Text provided
++++++++

  • Deflector Shields: Each home that Earth proper builds is contained in a forcefield that keeps the oxygen atmosphere inside and the mostly carbon dioxide atmosphere and weather outside.
  • First Contact: Alec Mishnoff is relieved when the people he encounters on Rimbro's home (one house to every dead planet earth) are actually humans from another timeline. He, alone in the story, has been fearing that Starfish Aliens will show up because in an infinity of universes, they will. He's horrified to be proven right at the end of the story.
  • Interdimensional Travel Device: This Earth developed dimensional travel technology instead of Casual Interstellar Travel, because the technology was too difficult. Homes are built on alternate Earths that never developed life as we know it. Devices are keyed to work with the front door and what is effectively the garage. A unique 'probability pattern' is used to describe each Earth.
  • Instantly Proven Wrong: Alec Mishnoff explains how their houses are almost certainly going to encounter alien life, and he's worried about when it'll happen. Department Head Berg is in the middle of telling him how ridiculous the idea is when Bill Ching calls in to report three-eyed tentacled aliens have been sighted.
  • Intro-Only Point of View: Clarence Rimbro, accountant and all-around nobody, narrates the first third of the story in third person. Once he's convinced the Housing Bureau to investigate, it switches to Alec Mishnoff and his co-workers in the Bureau.

++++++++

(Saved entries)
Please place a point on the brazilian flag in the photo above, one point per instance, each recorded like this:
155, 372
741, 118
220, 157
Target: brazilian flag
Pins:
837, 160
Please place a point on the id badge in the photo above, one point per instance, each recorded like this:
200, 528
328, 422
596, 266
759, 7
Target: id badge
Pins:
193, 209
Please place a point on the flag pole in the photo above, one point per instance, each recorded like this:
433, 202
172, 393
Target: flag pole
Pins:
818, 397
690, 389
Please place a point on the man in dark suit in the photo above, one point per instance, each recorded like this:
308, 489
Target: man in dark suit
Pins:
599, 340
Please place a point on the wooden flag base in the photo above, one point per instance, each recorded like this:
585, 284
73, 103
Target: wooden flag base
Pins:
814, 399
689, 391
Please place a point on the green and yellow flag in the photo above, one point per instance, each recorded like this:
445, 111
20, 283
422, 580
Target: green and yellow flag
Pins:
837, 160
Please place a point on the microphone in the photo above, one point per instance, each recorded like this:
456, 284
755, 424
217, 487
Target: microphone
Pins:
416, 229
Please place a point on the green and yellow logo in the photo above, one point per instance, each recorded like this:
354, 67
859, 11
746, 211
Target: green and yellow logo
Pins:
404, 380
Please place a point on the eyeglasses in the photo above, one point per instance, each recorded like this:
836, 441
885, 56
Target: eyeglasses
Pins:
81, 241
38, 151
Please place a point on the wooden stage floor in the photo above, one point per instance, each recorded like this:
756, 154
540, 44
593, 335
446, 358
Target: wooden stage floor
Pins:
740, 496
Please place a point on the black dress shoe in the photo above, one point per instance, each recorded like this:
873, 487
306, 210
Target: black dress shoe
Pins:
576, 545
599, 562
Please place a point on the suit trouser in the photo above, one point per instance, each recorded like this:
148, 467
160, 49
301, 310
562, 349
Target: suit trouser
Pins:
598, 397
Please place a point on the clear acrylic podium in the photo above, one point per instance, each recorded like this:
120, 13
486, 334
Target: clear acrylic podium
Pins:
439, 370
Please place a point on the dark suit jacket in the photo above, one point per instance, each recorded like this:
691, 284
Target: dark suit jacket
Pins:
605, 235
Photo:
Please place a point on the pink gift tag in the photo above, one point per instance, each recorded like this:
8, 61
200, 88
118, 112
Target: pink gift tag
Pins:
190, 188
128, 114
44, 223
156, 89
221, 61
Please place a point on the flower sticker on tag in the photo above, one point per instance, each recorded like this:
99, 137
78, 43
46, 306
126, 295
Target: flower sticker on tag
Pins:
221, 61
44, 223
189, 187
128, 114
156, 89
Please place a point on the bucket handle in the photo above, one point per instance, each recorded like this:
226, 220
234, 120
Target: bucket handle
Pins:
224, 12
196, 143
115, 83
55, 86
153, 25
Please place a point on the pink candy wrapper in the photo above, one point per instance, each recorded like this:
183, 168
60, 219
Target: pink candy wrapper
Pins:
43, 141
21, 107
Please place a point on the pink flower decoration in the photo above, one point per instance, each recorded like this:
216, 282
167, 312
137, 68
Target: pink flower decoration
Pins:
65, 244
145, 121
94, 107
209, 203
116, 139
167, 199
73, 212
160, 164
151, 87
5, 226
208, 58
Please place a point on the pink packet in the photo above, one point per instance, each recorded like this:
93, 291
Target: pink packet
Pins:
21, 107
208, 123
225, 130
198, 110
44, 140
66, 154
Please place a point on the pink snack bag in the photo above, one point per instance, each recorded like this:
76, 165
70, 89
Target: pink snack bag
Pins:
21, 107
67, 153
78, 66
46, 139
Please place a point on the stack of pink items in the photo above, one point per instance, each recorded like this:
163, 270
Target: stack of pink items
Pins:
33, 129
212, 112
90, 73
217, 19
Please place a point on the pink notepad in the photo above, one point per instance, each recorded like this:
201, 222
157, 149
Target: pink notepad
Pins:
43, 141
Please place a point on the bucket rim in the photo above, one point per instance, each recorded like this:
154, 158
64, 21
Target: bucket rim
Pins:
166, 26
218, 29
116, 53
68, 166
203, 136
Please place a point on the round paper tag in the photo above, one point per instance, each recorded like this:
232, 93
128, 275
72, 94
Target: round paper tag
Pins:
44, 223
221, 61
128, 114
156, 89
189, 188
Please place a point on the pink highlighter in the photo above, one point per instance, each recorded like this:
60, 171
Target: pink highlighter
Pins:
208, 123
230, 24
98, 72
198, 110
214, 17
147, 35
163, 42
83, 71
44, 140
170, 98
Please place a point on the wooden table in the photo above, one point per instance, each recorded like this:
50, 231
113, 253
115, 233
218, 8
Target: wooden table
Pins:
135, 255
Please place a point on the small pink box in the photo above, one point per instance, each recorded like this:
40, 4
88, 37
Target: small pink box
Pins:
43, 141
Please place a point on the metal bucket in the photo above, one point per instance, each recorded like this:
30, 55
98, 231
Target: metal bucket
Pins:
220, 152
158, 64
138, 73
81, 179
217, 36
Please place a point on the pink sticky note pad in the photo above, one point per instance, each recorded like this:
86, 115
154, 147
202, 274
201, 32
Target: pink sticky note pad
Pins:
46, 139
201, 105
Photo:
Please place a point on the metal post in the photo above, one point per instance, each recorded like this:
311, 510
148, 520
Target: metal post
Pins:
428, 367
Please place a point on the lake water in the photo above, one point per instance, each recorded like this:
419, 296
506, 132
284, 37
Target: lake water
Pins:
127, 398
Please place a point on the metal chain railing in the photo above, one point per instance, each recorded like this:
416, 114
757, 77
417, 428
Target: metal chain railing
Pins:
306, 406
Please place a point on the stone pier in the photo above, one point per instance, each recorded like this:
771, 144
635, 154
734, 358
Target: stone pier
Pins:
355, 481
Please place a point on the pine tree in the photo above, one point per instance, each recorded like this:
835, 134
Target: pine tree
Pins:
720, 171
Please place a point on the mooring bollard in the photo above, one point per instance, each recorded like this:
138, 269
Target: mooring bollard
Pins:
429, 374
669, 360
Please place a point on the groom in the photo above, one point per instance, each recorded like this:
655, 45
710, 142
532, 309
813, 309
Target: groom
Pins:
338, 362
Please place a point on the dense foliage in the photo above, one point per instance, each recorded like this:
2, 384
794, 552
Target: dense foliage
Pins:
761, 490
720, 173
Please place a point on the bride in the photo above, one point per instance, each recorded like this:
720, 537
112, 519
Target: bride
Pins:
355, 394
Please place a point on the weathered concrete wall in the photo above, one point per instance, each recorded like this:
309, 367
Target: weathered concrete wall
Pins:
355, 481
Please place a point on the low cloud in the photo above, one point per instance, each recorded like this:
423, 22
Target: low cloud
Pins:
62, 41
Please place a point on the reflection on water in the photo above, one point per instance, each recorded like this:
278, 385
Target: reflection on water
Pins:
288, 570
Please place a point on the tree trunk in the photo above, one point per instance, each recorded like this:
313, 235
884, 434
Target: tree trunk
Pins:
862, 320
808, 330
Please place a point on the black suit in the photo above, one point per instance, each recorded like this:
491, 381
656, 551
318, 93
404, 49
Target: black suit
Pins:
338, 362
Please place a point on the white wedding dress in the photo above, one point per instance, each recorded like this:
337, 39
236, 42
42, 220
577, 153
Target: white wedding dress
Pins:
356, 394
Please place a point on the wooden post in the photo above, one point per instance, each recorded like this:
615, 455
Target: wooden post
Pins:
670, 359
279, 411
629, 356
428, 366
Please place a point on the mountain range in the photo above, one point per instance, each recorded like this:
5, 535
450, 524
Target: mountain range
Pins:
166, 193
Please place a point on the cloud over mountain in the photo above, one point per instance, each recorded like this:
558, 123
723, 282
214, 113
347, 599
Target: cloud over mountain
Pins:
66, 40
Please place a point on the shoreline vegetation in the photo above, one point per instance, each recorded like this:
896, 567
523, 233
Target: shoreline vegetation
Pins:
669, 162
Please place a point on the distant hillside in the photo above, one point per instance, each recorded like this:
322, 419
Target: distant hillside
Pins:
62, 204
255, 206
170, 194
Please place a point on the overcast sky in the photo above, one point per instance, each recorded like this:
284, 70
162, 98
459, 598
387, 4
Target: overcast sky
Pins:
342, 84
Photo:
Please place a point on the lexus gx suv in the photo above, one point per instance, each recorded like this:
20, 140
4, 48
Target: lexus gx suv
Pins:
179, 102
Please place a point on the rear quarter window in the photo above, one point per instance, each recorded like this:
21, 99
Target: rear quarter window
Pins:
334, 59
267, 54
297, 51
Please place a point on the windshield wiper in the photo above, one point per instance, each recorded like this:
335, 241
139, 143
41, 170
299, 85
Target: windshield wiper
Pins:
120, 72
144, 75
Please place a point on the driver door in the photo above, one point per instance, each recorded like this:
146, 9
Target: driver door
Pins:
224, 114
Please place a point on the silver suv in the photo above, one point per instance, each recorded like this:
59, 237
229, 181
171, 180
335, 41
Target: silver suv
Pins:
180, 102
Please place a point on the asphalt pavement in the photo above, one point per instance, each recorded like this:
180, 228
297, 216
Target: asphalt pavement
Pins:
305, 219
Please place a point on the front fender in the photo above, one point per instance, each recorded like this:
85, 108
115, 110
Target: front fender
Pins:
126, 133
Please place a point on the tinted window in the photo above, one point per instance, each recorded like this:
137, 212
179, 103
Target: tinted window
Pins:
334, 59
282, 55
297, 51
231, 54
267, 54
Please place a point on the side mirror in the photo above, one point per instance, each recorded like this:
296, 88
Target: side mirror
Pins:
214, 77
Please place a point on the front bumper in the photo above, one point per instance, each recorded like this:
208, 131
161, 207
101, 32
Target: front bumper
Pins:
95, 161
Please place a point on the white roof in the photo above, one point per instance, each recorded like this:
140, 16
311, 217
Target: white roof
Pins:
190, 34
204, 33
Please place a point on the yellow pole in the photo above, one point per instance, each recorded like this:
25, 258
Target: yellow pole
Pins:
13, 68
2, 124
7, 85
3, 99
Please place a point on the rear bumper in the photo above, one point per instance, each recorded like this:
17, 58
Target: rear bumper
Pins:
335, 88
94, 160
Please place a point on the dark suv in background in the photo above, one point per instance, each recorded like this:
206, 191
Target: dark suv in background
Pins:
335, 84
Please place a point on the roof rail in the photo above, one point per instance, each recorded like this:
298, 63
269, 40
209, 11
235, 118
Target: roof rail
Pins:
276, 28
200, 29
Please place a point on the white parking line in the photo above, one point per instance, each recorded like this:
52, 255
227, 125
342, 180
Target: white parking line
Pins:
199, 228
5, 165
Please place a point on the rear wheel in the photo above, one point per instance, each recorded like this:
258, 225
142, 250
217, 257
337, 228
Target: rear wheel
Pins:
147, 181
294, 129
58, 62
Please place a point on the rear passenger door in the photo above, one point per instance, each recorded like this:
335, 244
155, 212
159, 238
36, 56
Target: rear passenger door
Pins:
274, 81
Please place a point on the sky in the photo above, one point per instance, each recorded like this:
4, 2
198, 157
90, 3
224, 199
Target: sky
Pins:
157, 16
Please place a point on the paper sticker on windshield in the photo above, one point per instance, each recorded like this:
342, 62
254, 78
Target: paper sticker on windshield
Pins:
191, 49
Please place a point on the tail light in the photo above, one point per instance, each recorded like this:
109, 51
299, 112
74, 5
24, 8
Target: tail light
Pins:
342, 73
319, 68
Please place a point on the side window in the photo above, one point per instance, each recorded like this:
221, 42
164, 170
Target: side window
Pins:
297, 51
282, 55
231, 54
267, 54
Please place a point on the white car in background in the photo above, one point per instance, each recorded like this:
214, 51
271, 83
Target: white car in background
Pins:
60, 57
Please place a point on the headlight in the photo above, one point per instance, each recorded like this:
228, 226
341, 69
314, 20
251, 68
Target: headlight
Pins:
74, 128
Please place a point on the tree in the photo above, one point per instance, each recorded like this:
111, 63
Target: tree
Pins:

++++++++

Study questions
• 1. Summarize the trope list in two sentences.
• 2. Decide whether each statement below agrees with the trope list, answering yes or no and quoting the words of the trope list that settle it.
(a) Each alternate Earth is described by a unique probability pattern.
(b) Department Head Berg agrees with Mishnoff that contact with alien life is likely.
(c) The people Mishnoff encounters on Rimbro's home turn out to be humans from another timeline.
• 3. According to the trope list, who calls in to report that three-eyed tentacled aliens have been sighted?

Answers for each item
• 1. In the story, Earth builds homes on alternate Earths that never developed life, using dimensional travel devices keyed to the front door and garage, and each home sits inside a forcefield that keeps its oxygen atmosphere in. The first third follows accountant Clarence Rimbro before switching to Alec Mishnoff of the Housing Bureau, who fears alien contact and is horrified to be proven right when three-eyed tentacled aliens are reported.

• 2.
(a) Yes: "A unique 'probability pattern' is used to describe each Earth."
(b) No: "Department Head Berg is in the middle of telling him how ridiculous the idea is"
(c) Yes: "are actually humans from another timeline"

• 3. Bill Ching.